To do: Print the entries below again exactly as they stand, but skip any picture.

Data:
────────────────

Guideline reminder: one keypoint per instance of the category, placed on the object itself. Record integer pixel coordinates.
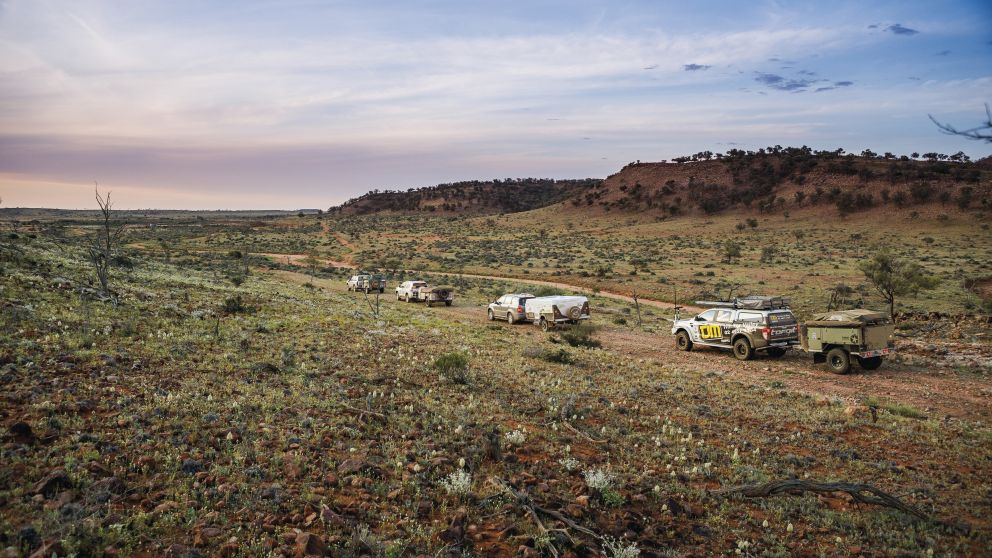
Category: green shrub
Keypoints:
(454, 366)
(561, 356)
(580, 335)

────────────────

Reply:
Guideline reminder: one keypoint per instance of the category, placed on the object itself. Record integer pixel coordinates.
Category: green shrub
Keypoints:
(454, 366)
(561, 356)
(580, 335)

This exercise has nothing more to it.